Extract to read:
━━━━━━━━
Other than triangle, H. Eves' tricky quickie can be used for n gon. I recommend one better geometric inlustration for following page:
We denote X(Y) as a circle centered at X passing Y.
A1A2... An is any n-gon
We select on line AnA1 any point P1
A circle A1(P1) cuts line A1A2 at P2
A circle A2(P2) cuts line A2A3 at P3
A circle A3(P3) cuts line A3A4 at P4
A circle An(Pn) cuts line AnA1 at Q1
We finish construction of the first chain of circles with:
n circles Ai(Pi), n points Pi
Point Q1 is generally not P1 and use for starting point of second chain of circles:
A circle A1(Q1) cuts line A1A2 at Q2
A circle A2(Q2) cuts line A2A3 at Q3
A circle A3(Q3) cuts line A3A4 at Q4
A circle An(Qn) cuts line AnA1 at R
Case A: If n odd
a). R=P1 and we can not make more another chain of circles.
b). P1Q1 = P2Q2 = P3Q3 = ... = PnQn but changed when we change starting point P1.
c). Midpoints Mi of segments PiQi are fixed with any starting point P1
d). If we select P1 = M1 then Pi=Qi, Ai(Pi) = Ai(Qi) and they are sequence of circles as required in the problem. It is also geometric procedure to construct these circles.
━━━━━━━━
Collected data entries:
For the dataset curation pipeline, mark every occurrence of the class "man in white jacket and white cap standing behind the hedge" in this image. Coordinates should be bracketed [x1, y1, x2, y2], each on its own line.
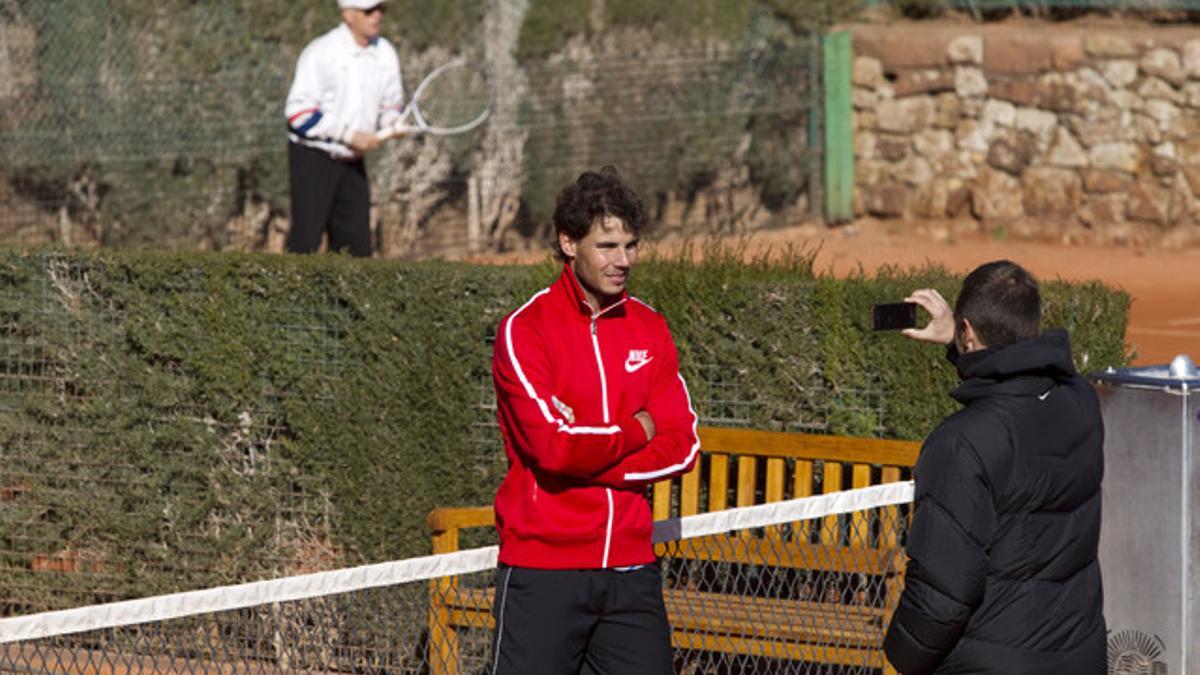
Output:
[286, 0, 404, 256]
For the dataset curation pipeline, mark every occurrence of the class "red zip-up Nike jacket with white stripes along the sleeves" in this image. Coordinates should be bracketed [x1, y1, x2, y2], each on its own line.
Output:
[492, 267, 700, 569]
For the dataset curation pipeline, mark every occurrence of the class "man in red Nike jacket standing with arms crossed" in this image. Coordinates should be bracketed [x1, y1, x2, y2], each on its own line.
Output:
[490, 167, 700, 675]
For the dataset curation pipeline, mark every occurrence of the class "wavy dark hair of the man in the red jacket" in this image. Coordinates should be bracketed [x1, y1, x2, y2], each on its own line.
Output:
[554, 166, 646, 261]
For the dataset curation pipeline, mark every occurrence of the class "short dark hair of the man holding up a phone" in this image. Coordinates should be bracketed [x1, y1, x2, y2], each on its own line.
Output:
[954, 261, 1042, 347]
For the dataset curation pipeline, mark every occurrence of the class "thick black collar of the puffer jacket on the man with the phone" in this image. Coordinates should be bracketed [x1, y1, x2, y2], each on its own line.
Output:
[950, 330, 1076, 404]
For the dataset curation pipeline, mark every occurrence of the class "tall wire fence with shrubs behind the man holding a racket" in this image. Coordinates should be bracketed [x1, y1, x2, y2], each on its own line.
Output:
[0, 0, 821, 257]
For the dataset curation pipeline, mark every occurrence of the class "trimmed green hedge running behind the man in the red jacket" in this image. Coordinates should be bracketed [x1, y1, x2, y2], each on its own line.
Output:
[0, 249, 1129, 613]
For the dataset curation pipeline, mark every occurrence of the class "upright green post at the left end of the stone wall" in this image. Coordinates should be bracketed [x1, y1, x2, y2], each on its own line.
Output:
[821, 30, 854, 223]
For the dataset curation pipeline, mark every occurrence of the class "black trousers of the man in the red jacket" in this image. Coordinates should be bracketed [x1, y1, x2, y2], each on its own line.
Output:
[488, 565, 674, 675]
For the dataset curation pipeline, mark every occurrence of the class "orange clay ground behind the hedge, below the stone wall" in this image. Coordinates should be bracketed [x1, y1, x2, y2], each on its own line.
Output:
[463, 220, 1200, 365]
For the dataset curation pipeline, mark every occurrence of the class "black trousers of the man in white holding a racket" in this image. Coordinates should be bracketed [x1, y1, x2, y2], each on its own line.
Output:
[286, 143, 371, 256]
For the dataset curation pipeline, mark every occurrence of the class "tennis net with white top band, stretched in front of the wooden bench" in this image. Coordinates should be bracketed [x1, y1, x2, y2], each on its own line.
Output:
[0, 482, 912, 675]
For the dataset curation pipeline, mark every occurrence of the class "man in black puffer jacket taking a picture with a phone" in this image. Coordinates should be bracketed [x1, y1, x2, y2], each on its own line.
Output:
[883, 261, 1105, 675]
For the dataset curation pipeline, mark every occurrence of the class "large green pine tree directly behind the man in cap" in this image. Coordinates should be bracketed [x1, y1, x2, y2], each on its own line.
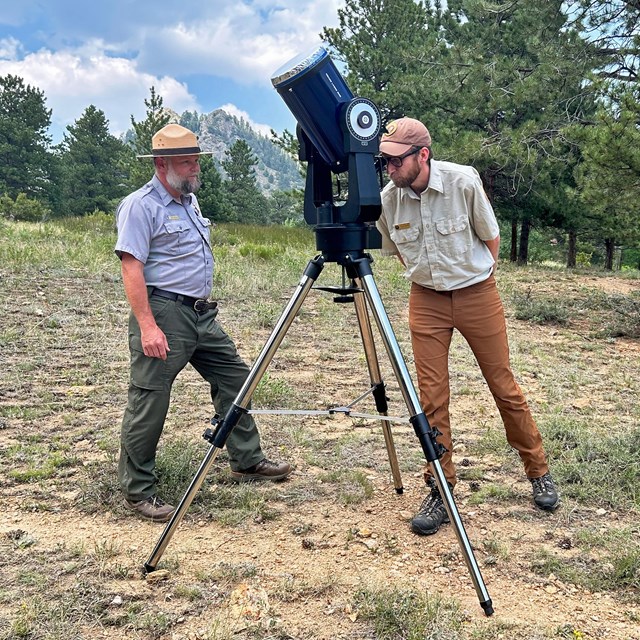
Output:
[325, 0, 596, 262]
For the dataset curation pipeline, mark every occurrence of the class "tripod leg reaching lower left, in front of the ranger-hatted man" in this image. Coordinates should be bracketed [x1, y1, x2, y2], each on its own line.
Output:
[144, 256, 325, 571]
━━━━━━━━
To do:
a: Answer these questions about the forum post on chains of circles around an n-gon:
(i) What does the notation X(Y) stand for?
(ii) On which line is the starting point P1 chosen?
(iii) When n is odd, what does the post say about the midpoints Mi of the segments PiQi?
b: Reproduce the part of the forum post on chains of circles around an n-gon starting with "b). P1Q1 = P2Q2" and going on through "construct these circles.".
c: Take the forum post on chains of circles around an n-gon further from its final sentence.
These lines have no connection to the forum post about chains of circles on an n-gon.

Outputs for the tasks:
a:
(i) A circle centered at X passing through Y.
(ii) Line AnA1.
(iii) They are fixed for any starting point P1.

b:
b). P1Q1 = P2Q2 = P3Q3 = ... = PnQn but changed when we change starting point P1.
c). Midpoints Mi of segments PiQi are fixed with any starting point P1
d). If we select P1 = M1 then Pi=Qi, Ai(Pi) = Ai(Qi) and they are sequence of circles as required in the problem. It is also geometric procedure to construct these circles.

c:
Case B: If n even
a). R<>P1 and we can make chains of circles infinitely.
b). P1Q1 = P2Q2 = P3Q3 = ... = PnQn = t = constant with any starting point P1
c). Hence, we can see one pair of circles Ai(Pi)Ai(Qi) at vertex Ai as one circle with thickness t.
d). If we change n-gon until thickness t=0 then we get n-gon which has sequence of circles as required in the problem. In this case, we can select any starting point P1.
Please note that all results are already proved in explaining text of the applet. Here is only geometric inlustration by using H. Eves' tricky quickie.
By the way: please check to see and correct page:
Some items are empty, for example: item No. 860, item No. 780. I think it is because auto indexing.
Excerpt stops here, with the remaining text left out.